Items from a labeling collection
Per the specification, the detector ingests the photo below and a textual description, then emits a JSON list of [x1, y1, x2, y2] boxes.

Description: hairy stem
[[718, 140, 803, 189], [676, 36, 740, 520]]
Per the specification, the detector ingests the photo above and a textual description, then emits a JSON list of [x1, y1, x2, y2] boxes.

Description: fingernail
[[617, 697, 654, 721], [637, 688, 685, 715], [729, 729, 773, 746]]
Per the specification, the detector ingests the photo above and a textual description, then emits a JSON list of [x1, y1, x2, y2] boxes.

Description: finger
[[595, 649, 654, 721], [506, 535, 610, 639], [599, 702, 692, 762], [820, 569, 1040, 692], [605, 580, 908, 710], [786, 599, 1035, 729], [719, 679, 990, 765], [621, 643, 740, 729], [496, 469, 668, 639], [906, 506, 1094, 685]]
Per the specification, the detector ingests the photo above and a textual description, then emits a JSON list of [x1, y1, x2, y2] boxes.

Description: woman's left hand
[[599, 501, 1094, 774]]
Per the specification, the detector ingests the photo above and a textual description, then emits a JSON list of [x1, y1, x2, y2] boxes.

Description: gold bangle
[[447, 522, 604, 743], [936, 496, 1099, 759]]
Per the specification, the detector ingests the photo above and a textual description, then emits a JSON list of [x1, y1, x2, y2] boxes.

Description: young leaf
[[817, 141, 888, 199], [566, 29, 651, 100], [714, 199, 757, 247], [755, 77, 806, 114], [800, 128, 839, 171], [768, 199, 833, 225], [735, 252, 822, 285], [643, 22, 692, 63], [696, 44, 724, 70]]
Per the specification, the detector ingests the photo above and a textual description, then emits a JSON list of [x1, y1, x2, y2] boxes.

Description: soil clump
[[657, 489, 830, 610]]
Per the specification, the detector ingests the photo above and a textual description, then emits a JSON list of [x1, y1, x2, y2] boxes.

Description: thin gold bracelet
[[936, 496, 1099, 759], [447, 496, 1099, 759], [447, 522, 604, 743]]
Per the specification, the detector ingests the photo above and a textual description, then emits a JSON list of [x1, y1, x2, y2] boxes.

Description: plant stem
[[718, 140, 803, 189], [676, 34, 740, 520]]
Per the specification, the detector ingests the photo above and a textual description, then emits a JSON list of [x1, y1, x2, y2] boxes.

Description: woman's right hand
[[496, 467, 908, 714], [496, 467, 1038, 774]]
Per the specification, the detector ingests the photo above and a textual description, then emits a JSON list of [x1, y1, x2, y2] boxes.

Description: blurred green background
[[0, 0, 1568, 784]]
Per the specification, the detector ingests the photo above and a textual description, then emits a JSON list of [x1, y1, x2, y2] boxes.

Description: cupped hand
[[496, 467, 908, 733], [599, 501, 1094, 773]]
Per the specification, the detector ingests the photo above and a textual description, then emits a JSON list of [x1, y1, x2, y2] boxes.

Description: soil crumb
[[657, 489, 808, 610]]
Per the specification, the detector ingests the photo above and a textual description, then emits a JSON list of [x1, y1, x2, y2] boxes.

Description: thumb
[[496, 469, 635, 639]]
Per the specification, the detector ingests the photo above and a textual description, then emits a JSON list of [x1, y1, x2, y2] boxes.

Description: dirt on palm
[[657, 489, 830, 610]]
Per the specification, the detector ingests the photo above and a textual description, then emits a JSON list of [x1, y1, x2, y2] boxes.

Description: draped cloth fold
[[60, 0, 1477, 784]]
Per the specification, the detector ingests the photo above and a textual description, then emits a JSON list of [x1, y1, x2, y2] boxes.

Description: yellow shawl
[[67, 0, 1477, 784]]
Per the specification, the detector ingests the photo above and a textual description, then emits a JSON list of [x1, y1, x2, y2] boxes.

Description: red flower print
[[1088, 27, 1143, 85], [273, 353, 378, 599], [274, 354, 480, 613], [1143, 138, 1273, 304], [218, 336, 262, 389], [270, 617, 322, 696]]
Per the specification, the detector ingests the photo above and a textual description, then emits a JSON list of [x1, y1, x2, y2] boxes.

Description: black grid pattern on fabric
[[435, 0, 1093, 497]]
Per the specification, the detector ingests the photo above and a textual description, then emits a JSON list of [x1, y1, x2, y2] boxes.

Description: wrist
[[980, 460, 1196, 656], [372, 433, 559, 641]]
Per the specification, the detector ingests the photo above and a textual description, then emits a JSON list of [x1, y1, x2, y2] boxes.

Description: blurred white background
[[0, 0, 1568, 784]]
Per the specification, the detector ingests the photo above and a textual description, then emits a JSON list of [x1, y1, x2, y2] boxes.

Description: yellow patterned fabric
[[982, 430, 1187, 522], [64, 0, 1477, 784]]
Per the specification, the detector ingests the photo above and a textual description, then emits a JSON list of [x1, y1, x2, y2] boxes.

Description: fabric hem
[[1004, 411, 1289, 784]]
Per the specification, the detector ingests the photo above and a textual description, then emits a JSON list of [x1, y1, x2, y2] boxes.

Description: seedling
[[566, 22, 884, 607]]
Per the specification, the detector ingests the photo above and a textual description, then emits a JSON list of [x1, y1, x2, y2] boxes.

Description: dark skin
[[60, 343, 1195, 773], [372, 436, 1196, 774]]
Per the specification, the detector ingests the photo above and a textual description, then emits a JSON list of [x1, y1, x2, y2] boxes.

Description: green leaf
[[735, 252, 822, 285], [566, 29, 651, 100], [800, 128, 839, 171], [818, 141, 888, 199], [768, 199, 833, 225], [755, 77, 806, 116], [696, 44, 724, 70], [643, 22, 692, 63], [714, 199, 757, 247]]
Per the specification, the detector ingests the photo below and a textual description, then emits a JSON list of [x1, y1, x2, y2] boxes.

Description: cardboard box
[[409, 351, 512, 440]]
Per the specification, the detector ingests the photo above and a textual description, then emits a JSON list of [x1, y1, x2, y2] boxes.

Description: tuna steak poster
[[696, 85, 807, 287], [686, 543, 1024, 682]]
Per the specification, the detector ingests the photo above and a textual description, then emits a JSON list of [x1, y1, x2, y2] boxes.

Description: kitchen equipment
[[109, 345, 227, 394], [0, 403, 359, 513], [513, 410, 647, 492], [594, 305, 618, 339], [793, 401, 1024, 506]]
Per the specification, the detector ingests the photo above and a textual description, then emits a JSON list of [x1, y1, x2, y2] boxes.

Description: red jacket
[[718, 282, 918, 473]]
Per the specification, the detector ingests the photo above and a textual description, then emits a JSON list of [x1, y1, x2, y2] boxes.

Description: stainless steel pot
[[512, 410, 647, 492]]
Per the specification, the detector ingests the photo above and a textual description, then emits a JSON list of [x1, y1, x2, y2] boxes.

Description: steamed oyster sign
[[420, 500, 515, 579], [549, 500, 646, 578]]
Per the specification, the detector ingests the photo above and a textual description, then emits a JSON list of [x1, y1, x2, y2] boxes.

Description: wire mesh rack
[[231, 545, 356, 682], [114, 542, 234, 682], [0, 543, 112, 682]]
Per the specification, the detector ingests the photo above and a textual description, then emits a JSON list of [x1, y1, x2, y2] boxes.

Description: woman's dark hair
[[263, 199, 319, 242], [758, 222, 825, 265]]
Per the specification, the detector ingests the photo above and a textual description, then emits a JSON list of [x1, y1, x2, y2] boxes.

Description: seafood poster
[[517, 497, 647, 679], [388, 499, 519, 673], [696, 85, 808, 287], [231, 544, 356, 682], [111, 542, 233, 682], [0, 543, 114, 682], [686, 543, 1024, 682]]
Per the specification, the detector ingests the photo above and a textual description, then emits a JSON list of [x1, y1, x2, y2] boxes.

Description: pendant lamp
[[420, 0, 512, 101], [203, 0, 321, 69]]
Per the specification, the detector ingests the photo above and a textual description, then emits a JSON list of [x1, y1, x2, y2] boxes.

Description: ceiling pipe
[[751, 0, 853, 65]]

Job |
Pull out each line of the material above that contains the string "blurred", copying those lines unchanged. Letter case matters.

Full answer |
Description: blurred green background
Description: blurred white background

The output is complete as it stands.